ASSIGNMENT:
The lines to reproduce from the material below are those from the one containing "Query: brick column" through the one containing "column 495, row 265", both included; write them out exactly and add nothing.

AVAILABLE RECORDS below:

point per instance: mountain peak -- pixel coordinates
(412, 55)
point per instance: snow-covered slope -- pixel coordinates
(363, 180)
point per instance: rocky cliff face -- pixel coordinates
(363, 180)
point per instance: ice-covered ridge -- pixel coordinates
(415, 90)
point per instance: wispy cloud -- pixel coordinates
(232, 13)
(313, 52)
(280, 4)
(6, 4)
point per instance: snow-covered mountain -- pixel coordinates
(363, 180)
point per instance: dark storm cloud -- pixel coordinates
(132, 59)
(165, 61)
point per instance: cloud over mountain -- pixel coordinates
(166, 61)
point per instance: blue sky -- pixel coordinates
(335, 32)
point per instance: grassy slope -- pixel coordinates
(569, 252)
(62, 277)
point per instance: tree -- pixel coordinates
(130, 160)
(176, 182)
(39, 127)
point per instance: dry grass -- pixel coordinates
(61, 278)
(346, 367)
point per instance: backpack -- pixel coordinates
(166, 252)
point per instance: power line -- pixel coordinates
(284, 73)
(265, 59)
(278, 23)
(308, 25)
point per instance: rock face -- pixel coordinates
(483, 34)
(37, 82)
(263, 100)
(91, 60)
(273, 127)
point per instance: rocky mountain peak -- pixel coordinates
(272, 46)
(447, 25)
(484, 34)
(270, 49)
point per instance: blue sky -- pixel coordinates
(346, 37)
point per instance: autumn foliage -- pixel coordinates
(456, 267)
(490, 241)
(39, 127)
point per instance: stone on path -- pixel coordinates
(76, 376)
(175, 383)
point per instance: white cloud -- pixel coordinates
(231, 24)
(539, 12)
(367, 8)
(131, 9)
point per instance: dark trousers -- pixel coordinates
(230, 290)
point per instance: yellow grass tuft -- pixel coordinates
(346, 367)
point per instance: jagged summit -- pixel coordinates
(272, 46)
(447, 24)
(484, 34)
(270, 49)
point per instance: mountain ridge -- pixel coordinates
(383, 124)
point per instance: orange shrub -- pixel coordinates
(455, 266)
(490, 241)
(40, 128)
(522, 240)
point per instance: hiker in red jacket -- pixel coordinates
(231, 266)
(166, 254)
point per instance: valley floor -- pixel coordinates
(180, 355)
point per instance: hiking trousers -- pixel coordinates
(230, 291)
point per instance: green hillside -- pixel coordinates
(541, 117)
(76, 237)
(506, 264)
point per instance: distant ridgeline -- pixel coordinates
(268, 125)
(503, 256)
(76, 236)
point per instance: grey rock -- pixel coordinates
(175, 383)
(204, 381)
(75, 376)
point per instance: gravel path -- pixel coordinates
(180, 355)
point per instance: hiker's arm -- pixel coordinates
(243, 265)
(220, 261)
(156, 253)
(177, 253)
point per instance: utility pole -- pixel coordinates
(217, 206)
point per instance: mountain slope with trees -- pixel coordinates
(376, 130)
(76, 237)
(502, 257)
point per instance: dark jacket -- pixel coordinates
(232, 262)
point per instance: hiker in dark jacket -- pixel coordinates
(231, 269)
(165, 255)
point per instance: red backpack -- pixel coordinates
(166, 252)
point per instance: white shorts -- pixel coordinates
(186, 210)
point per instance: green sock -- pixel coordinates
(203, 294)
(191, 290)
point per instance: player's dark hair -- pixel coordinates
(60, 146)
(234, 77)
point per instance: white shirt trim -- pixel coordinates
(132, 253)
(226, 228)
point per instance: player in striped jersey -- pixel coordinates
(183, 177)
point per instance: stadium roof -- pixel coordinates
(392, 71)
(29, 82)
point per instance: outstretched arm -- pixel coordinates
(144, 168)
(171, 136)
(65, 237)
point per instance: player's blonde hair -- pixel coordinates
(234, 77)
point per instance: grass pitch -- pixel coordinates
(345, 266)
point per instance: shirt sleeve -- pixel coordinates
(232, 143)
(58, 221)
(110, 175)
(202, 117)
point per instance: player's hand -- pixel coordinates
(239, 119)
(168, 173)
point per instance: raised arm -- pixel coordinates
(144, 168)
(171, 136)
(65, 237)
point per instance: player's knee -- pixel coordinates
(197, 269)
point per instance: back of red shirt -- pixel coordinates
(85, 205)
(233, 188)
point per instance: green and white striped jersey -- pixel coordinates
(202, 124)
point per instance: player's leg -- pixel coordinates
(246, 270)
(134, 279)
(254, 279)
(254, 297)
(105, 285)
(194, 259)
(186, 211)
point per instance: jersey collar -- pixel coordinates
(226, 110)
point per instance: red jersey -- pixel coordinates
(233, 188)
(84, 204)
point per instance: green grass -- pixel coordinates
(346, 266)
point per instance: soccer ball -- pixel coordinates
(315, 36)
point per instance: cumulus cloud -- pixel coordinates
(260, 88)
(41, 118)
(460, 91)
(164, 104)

End of AVAILABLE RECORDS.
AVAILABLE RECORDS below:

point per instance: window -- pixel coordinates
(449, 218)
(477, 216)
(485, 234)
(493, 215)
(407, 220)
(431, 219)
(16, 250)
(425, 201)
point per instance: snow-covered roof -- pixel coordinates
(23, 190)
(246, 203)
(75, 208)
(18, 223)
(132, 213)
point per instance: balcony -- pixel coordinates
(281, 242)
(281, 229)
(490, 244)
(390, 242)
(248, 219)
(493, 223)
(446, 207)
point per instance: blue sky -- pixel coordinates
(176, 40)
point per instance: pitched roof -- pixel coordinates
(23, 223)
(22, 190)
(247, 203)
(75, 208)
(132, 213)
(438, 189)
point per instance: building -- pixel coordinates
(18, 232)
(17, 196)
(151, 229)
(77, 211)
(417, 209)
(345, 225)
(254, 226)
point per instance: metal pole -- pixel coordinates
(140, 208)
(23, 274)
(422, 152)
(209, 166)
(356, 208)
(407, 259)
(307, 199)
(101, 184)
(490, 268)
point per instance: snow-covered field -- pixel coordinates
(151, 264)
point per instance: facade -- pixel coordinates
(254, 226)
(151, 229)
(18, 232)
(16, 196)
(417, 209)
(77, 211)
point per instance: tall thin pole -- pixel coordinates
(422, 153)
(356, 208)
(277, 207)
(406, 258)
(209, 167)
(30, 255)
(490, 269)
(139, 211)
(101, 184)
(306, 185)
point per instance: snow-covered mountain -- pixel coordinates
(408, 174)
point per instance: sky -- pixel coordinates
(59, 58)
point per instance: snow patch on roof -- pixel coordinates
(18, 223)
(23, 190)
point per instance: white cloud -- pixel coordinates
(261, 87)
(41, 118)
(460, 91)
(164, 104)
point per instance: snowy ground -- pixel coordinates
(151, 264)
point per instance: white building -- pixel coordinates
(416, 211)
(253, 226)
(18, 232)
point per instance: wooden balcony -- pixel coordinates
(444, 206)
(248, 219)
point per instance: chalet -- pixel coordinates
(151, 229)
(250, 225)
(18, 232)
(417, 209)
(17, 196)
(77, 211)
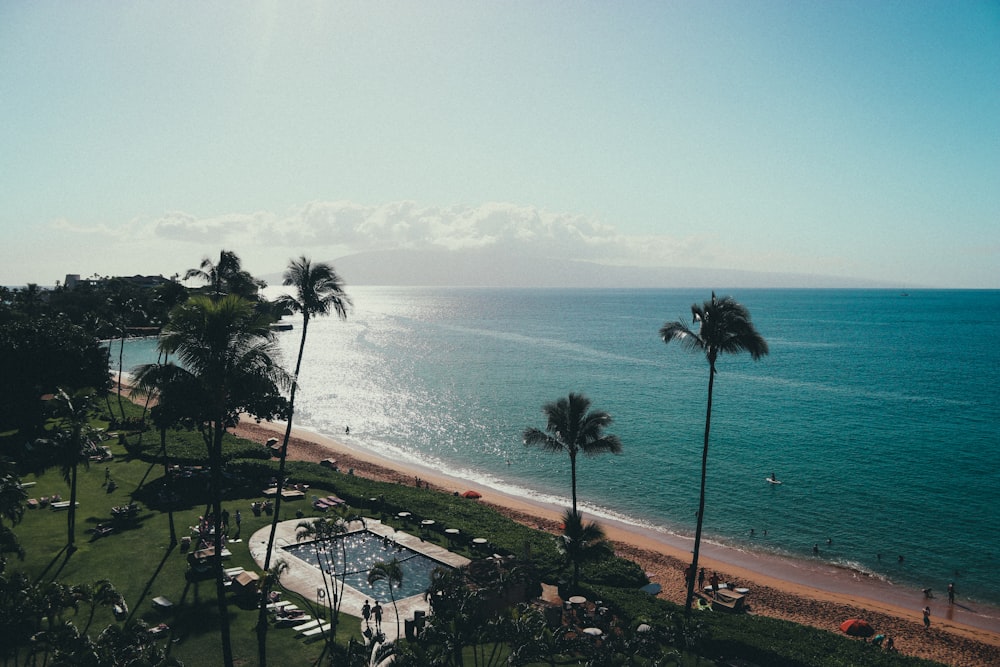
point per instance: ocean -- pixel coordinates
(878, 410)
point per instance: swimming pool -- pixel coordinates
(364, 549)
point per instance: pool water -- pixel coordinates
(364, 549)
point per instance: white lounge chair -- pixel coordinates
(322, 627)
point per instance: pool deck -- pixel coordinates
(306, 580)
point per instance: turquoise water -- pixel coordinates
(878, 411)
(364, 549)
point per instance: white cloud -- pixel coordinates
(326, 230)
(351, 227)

End of AVAILABLE RECORDS.
AVAILABLE RECORDS below:

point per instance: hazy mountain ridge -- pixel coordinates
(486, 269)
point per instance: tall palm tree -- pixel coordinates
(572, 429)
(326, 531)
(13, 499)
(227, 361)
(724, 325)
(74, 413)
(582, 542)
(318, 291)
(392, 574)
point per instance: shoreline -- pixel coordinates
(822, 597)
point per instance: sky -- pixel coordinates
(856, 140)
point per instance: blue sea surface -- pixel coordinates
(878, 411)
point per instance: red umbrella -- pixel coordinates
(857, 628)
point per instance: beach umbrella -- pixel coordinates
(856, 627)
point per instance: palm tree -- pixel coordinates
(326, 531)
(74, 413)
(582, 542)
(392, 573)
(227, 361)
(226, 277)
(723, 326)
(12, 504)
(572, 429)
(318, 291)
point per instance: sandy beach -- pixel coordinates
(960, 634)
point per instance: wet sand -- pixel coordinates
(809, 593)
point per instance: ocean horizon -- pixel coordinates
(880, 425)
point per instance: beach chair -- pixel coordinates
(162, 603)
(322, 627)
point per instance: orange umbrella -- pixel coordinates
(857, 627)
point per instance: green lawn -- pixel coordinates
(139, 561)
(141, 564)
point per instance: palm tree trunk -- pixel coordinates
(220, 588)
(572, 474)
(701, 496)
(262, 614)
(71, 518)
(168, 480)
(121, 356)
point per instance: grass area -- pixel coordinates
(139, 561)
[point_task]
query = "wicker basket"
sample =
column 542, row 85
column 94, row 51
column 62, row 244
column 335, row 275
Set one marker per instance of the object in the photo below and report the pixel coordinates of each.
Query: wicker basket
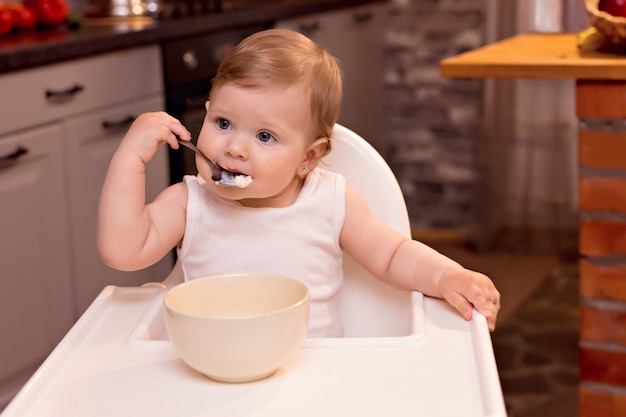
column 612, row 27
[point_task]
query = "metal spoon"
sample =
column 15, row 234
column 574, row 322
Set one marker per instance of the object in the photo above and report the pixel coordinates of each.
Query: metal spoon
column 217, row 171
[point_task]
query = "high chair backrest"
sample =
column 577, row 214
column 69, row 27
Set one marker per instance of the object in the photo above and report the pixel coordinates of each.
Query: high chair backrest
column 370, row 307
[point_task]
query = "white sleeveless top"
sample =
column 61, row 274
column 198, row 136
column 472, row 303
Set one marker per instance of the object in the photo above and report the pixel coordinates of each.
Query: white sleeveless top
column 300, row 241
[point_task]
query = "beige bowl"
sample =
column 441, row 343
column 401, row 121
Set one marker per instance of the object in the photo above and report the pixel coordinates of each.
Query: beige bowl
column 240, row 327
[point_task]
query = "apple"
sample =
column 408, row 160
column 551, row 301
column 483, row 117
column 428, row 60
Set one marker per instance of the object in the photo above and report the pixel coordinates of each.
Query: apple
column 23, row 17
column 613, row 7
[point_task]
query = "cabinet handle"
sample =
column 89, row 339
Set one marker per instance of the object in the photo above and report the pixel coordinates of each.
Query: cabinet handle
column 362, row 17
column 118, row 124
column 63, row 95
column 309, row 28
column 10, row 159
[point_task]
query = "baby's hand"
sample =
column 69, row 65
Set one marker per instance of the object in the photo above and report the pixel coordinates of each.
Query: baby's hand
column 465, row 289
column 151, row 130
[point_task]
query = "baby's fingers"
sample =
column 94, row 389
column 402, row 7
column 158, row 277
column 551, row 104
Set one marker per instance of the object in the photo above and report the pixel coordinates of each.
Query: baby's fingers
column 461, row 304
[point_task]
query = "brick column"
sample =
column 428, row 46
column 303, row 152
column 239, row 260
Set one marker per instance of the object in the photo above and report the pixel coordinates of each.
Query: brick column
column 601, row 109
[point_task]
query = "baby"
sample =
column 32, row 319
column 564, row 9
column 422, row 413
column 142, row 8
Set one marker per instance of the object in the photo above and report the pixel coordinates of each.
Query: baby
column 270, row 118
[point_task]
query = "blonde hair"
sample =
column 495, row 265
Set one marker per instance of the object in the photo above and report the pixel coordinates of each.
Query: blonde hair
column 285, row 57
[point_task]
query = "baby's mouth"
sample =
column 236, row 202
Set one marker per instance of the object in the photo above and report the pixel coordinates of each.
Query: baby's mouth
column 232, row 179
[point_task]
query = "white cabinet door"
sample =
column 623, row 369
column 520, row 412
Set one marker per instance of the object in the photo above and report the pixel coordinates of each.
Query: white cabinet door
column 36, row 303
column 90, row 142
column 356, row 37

End of AVAILABLE RECORDS.

COMPLETED EXERCISE:
Query: brick column
column 601, row 109
[point_task]
query = "baby"
sample =
column 32, row 319
column 564, row 9
column 422, row 413
column 142, row 8
Set one marker per instance of the object in the photo above and report the pixel coordinates of each.
Query: baby
column 270, row 118
[point_task]
query = "blonde hair"
sample =
column 495, row 265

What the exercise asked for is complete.